The real pivot, though, is VMware's shift from one-off licenses to the subscription-based vSphere Cloud Foundation (VCF). For Broadcom, it means recurring revenue and steadier cash flow. For clients, especially mid-tier firms, it could mean higher costs. While 90% of Broadcom's top customers already signed on, the jury's still out on whether smaller buyers will stick with the pricier model.

Balance sheet risk is harder to gloss over. Broadcom sits on nearly $69 billion in debt against just $9.35 billion in cash, much of it tied to the VMware deal. Goodwill now makes up roughly half its assets, raising flags about the quality of its financial foundation. Free cash flow margins at 38% help cushion the load, but debt dependency remains heavy.

Margins also look less bulletproof. Gross margins hover at 70%, but operating and net margins slipped as semiconductors took a bigger slice of revenue. FY24 net income dropped 58% to $5.9 billion, weighed down by amortization and restructuring costs. Even tax breaks from stock-based compensation, about $2.3 billion, played a role in softening the hit.

Going forward, Broadcom will see quicker expansion in FY26, owing to AI orders and VMware subscriptions. However, the cost of the stocks makes them appear expensive as opposed to the Marvell Technology (MRVL). The stock appears to be nothing so much of a sure win as it has a momentum on one side, and debt on the other.

┄┄┄┄┄┄

▶ [TASK BRIEF]: Quote the Broadcom passage word for word, starting at "Balance sheet risk" and ending at "dependency remains heavy.". The records come from a separate source, unrelated to the Broadcom passage.

┄┄┄┄┄┄

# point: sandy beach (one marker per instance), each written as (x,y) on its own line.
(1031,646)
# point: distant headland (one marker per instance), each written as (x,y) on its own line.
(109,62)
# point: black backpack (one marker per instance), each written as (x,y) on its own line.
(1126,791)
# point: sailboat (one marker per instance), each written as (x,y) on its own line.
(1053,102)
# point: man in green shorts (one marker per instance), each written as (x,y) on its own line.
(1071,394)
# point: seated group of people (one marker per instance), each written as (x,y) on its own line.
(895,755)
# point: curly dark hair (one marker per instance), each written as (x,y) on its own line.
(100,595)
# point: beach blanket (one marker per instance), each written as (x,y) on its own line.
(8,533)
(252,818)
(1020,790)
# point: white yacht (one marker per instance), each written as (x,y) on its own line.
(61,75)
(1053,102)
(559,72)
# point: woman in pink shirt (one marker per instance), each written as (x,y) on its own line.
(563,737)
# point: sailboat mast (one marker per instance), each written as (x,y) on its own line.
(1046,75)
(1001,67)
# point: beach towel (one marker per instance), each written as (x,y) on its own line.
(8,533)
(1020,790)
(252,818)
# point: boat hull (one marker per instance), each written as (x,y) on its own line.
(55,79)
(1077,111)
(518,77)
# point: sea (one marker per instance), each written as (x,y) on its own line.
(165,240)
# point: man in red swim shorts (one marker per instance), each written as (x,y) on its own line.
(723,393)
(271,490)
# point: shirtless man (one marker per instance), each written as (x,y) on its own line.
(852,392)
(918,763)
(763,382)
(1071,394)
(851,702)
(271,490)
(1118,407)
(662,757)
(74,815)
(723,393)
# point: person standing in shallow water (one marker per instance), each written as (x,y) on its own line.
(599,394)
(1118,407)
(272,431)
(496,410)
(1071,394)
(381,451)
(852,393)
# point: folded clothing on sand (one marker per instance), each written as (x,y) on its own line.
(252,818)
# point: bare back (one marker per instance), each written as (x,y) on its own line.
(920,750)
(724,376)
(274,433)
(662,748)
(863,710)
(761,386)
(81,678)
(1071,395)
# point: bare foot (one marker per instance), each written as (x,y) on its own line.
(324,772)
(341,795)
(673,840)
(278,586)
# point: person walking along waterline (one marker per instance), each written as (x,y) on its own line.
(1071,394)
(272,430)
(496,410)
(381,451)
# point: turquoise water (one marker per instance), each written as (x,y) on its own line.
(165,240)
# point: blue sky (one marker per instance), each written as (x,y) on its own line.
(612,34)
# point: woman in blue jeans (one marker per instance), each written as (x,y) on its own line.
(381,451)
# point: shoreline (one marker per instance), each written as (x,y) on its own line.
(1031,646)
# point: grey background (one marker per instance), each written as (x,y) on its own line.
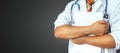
(27,26)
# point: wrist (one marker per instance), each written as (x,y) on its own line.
(89,30)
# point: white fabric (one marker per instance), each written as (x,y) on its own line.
(99,6)
(80,19)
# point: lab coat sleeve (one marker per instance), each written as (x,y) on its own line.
(115,25)
(64,17)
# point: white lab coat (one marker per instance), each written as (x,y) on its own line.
(99,6)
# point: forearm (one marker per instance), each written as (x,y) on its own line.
(68,31)
(105,41)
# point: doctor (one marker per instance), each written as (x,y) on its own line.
(108,42)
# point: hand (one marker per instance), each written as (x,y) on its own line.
(99,27)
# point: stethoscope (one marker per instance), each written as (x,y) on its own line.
(76,4)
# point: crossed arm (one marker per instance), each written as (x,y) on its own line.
(78,34)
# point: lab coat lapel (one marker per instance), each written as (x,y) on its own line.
(97,6)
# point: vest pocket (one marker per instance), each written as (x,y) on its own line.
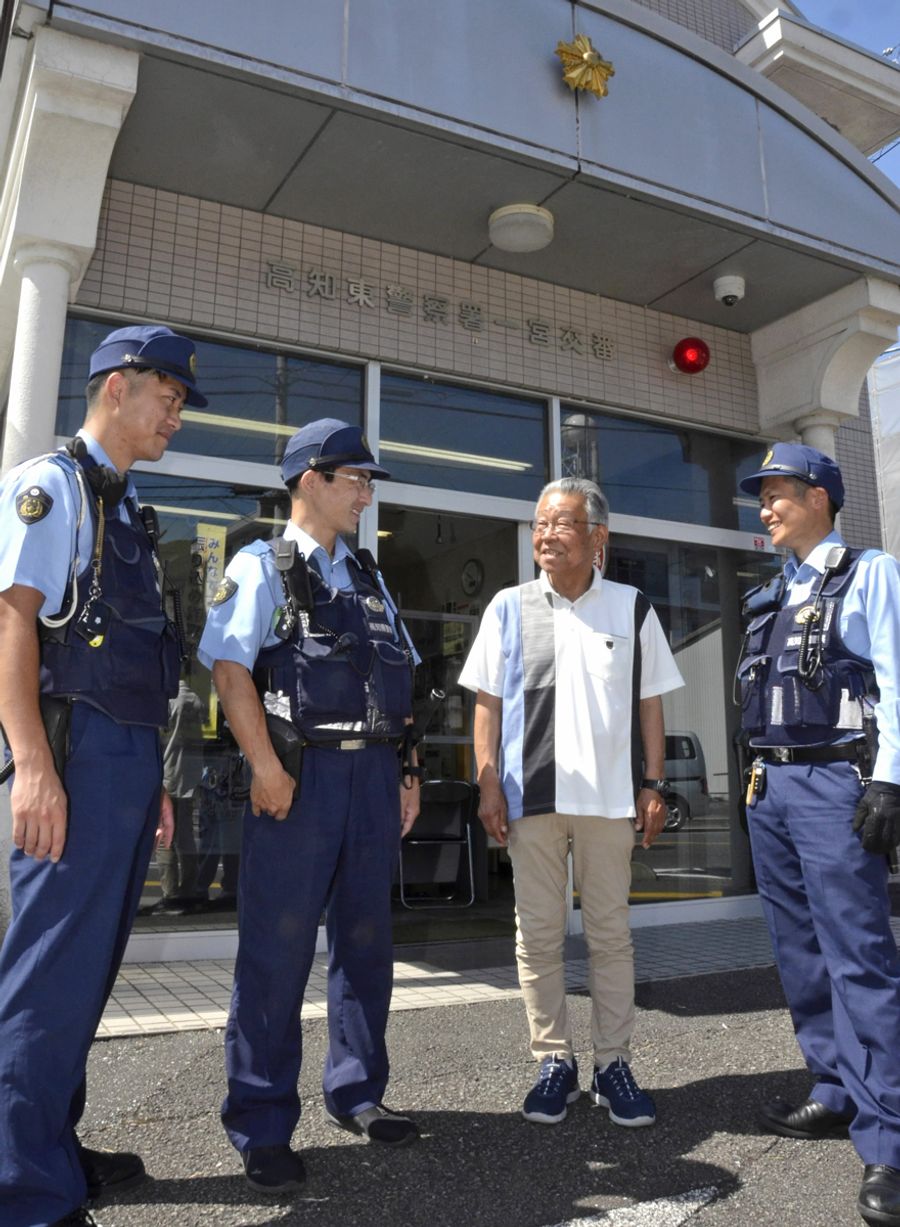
(758,633)
(330,687)
(802,706)
(392,680)
(753,676)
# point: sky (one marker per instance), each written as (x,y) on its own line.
(872,25)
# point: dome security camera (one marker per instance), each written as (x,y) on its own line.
(728,290)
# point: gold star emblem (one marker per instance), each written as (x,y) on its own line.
(807,614)
(583,68)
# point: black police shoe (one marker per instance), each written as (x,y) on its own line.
(109,1171)
(274,1168)
(80,1217)
(380,1124)
(879,1195)
(809,1120)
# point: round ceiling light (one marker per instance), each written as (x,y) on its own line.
(521,227)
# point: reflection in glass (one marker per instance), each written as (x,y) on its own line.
(662,471)
(462,438)
(696,594)
(257,399)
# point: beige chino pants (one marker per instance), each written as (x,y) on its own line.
(602,864)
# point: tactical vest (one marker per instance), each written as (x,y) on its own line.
(133,673)
(340,668)
(799,682)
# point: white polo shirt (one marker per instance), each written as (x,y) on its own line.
(571,675)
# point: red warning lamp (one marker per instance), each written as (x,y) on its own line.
(690,356)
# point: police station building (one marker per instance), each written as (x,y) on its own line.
(516,239)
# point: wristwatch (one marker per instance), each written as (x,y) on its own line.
(658,785)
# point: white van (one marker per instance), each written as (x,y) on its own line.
(685,769)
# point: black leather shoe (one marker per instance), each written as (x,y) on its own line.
(274,1169)
(380,1124)
(109,1171)
(80,1217)
(879,1195)
(809,1120)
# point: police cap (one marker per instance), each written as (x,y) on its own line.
(797,460)
(154,347)
(328,443)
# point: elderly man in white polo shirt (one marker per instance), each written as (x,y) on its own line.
(569,744)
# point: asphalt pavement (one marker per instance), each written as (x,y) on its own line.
(710,1048)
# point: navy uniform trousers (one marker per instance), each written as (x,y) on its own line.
(59,960)
(335,850)
(826,904)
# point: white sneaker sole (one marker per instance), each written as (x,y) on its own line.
(601,1101)
(540,1118)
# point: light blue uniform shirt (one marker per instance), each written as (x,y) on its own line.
(869,626)
(243,625)
(44,555)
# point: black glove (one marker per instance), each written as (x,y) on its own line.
(878,817)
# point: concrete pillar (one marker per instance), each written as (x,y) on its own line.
(73,96)
(47,271)
(818,431)
(810,365)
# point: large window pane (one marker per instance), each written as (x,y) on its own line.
(662,471)
(257,399)
(696,593)
(462,438)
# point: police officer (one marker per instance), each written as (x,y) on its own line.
(307,628)
(820,693)
(87,664)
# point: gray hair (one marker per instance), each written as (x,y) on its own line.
(596,502)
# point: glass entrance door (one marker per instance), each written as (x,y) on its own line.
(442,569)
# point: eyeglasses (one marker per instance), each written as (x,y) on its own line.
(561,525)
(365,484)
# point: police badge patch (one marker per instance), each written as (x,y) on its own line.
(32,504)
(225,592)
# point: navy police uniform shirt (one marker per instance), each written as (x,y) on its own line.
(869,626)
(46,526)
(247,605)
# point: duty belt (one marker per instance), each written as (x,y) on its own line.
(353,742)
(849,751)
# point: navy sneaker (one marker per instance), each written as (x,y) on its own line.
(615,1088)
(556,1087)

┄┄┄┄┄┄

▶ [TASK SOLUTION]:
Balance sheet risk is harder to gloss over. Broadcom sits on nearly $69 billion in debt against just $9.35 billion in cash, much of it tied to the VMware deal. Goodwill now makes up roughly half its assets, raising flags about the quality of its financial foundation. Free cash flow margins at 38% help cushion the load, but debt dependency remains heavy.